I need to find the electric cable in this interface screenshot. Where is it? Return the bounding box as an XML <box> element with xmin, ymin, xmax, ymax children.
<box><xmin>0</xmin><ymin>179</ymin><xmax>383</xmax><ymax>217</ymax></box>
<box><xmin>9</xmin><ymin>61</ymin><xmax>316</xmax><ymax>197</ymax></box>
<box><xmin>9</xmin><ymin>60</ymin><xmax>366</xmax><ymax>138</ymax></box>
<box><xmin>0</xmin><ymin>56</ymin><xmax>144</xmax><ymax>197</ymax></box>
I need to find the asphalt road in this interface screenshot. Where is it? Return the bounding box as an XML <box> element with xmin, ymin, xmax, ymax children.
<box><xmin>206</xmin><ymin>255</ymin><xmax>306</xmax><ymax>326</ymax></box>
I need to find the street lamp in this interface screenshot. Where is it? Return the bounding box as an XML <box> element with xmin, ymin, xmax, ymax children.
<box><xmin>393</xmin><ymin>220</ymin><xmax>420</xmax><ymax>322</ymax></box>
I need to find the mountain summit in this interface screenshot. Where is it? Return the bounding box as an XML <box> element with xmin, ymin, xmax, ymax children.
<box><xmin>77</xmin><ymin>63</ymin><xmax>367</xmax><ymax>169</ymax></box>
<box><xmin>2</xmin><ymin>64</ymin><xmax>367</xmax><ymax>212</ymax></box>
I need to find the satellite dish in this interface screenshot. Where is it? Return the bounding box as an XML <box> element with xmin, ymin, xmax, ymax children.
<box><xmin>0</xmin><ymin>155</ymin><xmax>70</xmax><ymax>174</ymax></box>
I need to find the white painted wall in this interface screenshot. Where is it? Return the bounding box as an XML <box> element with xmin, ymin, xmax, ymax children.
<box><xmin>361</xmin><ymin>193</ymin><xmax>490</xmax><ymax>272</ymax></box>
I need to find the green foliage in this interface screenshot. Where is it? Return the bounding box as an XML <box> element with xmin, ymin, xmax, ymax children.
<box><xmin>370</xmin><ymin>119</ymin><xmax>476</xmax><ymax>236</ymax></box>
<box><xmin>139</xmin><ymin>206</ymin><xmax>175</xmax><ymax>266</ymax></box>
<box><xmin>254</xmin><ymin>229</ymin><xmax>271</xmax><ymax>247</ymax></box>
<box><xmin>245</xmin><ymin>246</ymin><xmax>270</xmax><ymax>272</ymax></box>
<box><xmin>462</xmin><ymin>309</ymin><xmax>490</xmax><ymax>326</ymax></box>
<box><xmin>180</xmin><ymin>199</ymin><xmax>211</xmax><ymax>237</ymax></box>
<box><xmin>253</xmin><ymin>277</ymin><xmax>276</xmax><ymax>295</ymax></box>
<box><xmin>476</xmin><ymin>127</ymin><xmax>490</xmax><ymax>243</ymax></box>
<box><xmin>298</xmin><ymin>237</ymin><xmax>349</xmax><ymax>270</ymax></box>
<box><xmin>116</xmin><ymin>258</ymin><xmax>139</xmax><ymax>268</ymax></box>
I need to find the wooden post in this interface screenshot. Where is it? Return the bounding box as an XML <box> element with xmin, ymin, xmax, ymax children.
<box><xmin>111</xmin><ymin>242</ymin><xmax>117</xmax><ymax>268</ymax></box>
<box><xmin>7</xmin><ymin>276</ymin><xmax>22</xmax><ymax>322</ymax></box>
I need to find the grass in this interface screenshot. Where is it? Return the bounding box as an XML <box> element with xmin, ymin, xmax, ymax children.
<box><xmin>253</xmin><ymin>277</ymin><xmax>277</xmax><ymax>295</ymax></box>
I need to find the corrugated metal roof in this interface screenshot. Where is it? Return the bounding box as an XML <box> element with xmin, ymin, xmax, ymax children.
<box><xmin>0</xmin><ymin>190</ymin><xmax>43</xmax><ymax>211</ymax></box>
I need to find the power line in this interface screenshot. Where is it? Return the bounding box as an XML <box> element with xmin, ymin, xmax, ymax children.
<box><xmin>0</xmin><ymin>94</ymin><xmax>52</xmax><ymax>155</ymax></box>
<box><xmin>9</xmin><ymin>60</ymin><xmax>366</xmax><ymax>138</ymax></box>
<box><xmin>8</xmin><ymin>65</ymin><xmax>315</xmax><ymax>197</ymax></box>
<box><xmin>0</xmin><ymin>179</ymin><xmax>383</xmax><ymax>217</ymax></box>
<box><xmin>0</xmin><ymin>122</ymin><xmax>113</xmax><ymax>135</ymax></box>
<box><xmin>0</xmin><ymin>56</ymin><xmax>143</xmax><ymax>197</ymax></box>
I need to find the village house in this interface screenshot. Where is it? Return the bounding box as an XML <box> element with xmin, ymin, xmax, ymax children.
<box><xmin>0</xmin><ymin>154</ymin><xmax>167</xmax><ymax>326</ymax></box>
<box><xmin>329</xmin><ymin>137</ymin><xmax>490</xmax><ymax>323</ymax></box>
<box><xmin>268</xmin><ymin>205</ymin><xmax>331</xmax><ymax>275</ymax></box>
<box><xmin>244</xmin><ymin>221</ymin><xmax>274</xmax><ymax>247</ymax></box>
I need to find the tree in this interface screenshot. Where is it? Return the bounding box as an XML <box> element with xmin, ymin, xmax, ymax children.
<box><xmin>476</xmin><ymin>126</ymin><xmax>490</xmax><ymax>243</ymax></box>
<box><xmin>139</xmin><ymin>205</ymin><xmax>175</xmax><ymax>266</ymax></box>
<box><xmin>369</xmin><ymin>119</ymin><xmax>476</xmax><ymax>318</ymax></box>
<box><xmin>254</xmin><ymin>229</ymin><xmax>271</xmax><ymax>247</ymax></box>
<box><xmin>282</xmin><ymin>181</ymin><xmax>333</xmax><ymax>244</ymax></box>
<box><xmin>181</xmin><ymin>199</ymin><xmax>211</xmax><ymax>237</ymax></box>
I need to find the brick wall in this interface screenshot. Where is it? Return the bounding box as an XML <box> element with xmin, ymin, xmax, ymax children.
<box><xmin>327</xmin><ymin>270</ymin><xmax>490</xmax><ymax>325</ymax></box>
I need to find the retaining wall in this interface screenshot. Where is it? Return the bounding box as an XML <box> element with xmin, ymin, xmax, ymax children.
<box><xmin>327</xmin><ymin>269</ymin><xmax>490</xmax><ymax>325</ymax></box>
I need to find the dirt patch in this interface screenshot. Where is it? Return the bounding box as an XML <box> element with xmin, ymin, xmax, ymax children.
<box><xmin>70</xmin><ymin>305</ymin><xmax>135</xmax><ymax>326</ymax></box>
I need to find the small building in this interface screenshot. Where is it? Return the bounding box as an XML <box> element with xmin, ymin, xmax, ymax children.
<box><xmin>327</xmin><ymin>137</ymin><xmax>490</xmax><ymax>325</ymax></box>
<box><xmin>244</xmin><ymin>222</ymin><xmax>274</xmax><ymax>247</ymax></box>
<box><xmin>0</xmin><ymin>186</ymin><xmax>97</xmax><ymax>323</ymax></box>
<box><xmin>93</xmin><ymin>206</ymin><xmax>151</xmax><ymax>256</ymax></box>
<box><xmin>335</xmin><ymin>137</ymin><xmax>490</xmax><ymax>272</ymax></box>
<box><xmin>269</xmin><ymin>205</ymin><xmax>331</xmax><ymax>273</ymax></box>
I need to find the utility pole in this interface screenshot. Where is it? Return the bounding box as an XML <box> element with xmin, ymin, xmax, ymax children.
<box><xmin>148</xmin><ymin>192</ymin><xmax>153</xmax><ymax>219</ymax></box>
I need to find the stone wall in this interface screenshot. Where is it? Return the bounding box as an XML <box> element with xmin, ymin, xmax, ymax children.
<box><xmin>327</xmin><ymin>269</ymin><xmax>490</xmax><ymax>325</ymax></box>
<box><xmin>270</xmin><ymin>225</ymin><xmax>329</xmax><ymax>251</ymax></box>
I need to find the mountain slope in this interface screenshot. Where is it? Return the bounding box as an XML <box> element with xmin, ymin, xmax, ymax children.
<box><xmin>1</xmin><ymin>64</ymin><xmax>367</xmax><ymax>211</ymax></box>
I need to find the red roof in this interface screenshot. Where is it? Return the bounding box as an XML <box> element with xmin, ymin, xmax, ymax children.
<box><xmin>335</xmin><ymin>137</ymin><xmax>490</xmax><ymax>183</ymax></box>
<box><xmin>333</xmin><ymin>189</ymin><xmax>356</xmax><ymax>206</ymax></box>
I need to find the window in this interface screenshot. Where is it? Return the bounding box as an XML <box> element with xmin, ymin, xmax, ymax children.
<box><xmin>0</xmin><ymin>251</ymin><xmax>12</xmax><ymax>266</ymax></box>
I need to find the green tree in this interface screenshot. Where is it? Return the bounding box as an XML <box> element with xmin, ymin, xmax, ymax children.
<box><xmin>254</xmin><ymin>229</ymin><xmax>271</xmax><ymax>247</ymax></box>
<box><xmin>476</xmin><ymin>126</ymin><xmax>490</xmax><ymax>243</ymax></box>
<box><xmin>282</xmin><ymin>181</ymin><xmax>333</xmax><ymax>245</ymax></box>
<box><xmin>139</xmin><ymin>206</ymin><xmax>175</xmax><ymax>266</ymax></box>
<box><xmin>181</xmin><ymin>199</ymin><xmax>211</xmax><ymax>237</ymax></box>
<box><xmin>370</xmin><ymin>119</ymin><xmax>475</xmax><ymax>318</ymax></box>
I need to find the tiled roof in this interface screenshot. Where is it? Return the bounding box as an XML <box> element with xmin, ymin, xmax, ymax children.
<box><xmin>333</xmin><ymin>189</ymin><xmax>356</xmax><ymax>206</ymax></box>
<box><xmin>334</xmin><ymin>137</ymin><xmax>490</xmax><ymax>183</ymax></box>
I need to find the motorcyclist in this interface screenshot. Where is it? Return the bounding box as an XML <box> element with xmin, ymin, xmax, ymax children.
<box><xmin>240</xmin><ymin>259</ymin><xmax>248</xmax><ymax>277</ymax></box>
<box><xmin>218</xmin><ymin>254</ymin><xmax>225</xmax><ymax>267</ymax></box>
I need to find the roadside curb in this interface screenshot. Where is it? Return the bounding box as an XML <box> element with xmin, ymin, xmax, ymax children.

> DIRECTION:
Give the lines exactly as they stand, from the line with "I need to find the tiled" through the end of the material.

> THE ANSWER:
I need to find the tiled roof in this interface screenshot. Where is it? Return the bounding box as an XML <box> element with xmin, ymin, xmax, ymax children.
<box><xmin>333</xmin><ymin>189</ymin><xmax>356</xmax><ymax>206</ymax></box>
<box><xmin>334</xmin><ymin>137</ymin><xmax>490</xmax><ymax>183</ymax></box>
I need to find the motorcyclist in this interface screenshot. Where is it? Return the bounding box as an XML <box> element with xmin, ymin, xmax, ymax children.
<box><xmin>240</xmin><ymin>259</ymin><xmax>248</xmax><ymax>277</ymax></box>
<box><xmin>218</xmin><ymin>254</ymin><xmax>225</xmax><ymax>267</ymax></box>
I need to find the roadside curb in this interface screenshot. Where is it? Return the bounding box as an XML <box> element with xmin, ymin, xmax, ymax children.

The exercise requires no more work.